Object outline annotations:
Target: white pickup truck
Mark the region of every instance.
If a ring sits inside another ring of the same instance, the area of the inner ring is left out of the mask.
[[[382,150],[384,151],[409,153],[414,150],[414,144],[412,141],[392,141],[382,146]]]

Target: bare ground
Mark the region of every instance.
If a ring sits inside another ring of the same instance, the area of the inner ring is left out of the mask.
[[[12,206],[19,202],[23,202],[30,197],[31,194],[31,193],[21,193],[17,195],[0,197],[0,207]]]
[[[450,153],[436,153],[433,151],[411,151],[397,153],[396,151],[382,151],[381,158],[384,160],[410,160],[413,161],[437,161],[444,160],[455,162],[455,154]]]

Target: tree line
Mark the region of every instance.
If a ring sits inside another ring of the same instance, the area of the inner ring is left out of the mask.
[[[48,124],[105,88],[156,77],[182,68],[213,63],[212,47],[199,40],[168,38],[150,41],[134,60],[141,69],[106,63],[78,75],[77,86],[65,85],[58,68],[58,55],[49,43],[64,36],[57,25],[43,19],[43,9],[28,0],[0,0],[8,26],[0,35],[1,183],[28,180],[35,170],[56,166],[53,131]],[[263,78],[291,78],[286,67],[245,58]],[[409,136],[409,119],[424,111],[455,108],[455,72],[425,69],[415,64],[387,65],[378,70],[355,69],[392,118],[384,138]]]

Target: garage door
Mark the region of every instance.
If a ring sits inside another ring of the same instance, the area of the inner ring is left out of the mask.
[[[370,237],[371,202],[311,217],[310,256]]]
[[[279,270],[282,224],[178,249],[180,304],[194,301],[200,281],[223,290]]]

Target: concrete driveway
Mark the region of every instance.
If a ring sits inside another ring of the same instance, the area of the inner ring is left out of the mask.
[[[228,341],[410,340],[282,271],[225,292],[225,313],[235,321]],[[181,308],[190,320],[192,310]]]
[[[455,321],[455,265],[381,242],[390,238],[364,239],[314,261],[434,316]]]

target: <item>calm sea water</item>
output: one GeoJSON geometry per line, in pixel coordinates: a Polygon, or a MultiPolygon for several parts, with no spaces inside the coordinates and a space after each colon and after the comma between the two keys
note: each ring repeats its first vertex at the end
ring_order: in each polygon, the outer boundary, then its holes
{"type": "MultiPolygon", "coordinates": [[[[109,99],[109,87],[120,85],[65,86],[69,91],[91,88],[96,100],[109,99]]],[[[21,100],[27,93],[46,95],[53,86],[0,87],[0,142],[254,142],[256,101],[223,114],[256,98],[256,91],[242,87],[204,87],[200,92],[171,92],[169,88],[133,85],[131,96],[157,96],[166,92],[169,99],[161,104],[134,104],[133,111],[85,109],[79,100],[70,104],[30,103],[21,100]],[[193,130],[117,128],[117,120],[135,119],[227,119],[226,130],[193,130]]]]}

■ Task to carry out: Quote all of the data above verbatim, line by line.

■ Solution for this task:
Target: white pickup truck
Mark the region of every instance.
If a ring sits inside another ring of the same instance, the area of the inner ring is left out of the mask.
[[[382,150],[384,151],[409,153],[414,150],[414,144],[412,141],[392,141],[382,146]]]

Target: bare ground
Mark the region of every instance.
If a ring sits inside another ring of the same instance, the area of the inner ring is left out of the mask.
[[[12,206],[19,202],[23,202],[30,197],[31,194],[31,193],[21,193],[17,195],[0,197],[0,207]]]
[[[450,153],[436,153],[433,151],[411,151],[397,153],[396,151],[382,151],[381,158],[384,160],[410,160],[413,161],[437,161],[444,160],[455,162],[455,154]]]

Target: tree line
Mark the region of every instance.
If a ring sits inside another ring of the same instance, the area of the inner ring is left out of the mask.
[[[48,124],[105,88],[156,77],[182,68],[213,63],[212,47],[199,40],[168,38],[150,41],[134,60],[141,69],[106,63],[78,75],[77,86],[65,85],[58,68],[58,55],[49,43],[64,36],[57,25],[43,19],[43,9],[28,0],[0,0],[8,26],[0,35],[1,183],[28,180],[35,170],[56,166],[53,131]],[[263,78],[291,78],[286,67],[245,58]],[[409,136],[409,119],[424,111],[455,108],[455,72],[425,69],[415,64],[387,65],[378,70],[355,69],[392,118],[384,138]]]

Target: garage door
Mark the region of every instance.
If a ring sits inside another ring of the same instance, the area of the inner ring is left out of the mask.
[[[370,237],[371,202],[311,217],[310,256]]]
[[[279,270],[282,224],[178,249],[180,304],[194,301],[200,281],[223,290]]]

Target: concrete driveway
Mark the region of every instance.
If a ring sits inside another ring of the same instance, the area of the inner ring is left out of the mask.
[[[228,341],[410,340],[282,271],[225,292],[225,313],[235,321]],[[181,308],[190,320],[192,310]]]
[[[455,321],[455,265],[381,242],[390,238],[364,239],[314,261],[434,316]]]

target: <item>calm sea water</item>
output: one GeoJSON geometry per line, in pixel coordinates: a Polygon, or a MultiPolygon for several parts, with no spaces inside the coordinates and a space after each colon and after the comma between the two keys
note: each ring repeats its first vertex at the end
ring_order: in each polygon, the outer boundary, then its holes
{"type": "MultiPolygon", "coordinates": [[[[109,99],[109,87],[120,85],[65,86],[69,91],[91,88],[96,100],[109,99]]],[[[21,100],[27,93],[46,95],[53,86],[0,87],[0,142],[254,142],[256,101],[223,114],[256,98],[256,91],[242,87],[204,87],[200,92],[171,92],[169,88],[133,85],[131,96],[157,96],[166,92],[169,99],[161,104],[134,104],[133,111],[85,109],[79,100],[70,104],[30,103],[21,100]],[[193,130],[117,128],[117,120],[135,119],[227,119],[226,130],[193,130]]]]}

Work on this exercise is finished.